* What is required *
Without any of their pictures, return all of the records exactly.

--- Given information ---

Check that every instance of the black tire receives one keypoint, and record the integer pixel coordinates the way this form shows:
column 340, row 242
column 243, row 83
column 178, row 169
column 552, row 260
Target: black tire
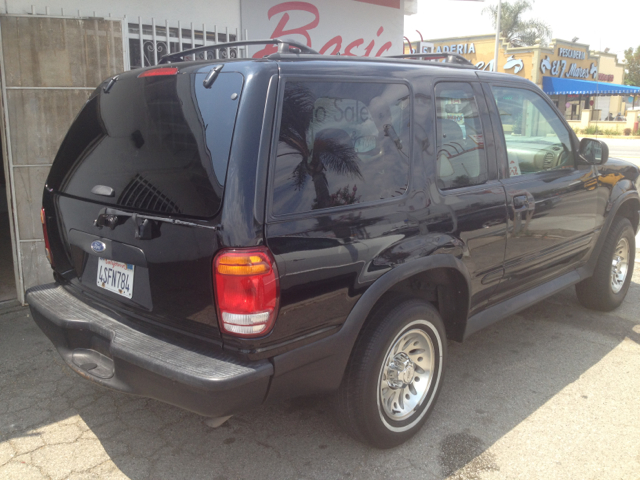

---

* Your solution *
Check that every instance of the black tire receives one keypoint, and record the integer pixel coordinates the way this form shows:
column 340, row 242
column 243, row 83
column 178, row 169
column 552, row 260
Target: black tire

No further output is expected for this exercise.